TEXTE PRÉSENTÉ →
/---

Journaliste spécialisé dans les questions d’environnement, d’énergie et de changement climatique (AFP), conseil en développement durable (L’Atelier du climat), administrateur d’Enercoop, ex-responsable de la communication et de l’information de l’ADEME, présentateur du magazine télé « « Ô ma planète » sur l’environnement Outre-mer, redchef de Toogezer puis de Néoplanète (2009-2015). Co-auteur en 2015 de « Menace sur le vin, les défis du changement climatique ». Auteur en 2017 de « Ca chauffe dans nos assiettes, des recettes pour sauver le climat », chez Buchet-Chastel.
Interview d’expert : les secrets du climat passent à table
Fort des constats réalisés en 2015, dans le livre publié « Menace sur le vin « , Yves Leers a écrit un nouveau livre : « Ca chauffe dans nos assiettes » toujours chez Buchet-Chastel, paru en avril 2017. Cette fois il est question des impacts du climat sur l’alimentation et réciproquement. Il est sélectionné pour le « Prix du livre environnement », cérémonie le 9 septembre 2017.
– » En France, selon les régions, les vignerons ne subissent pas les mêmes contraintes et les réponses sont d’ores et déjà différentes. »

\---

DONNÉES SOURCES →
/---

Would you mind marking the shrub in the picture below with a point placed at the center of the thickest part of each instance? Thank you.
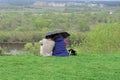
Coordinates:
(104, 39)
(0, 51)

\---

CONSIGNES →
a. Recopiez le passage du texte consacré à Yves Leers compris entre « Interview d’expert : les » et « 9 septembre 2017. », bornes incluses.
b. D'après le texte consacré à Yves Leers, quand est paru le livre « Ca chauffe dans nos assiettes » ?
Le matériel ne joue aucun rôle dans cet exercice.

RÉPONSES ATTENDUES →
a.
Interview d’expert : les secrets du climat passent à table
Fort des constats réalisés en 2015, dans le livre publié « Menace sur le vin « , Yves Leers a écrit un nouveau livre : « Ca chauffe dans nos assiettes » toujours chez Buchet-Chastel, paru en avril 2017. Cette fois il est question des impacts du climat sur l’alimentation et réciproquement. Il est sélectionné pour le « Prix du livre environnement », cérémonie le 9 septembre 2017.

b. En avril 2017.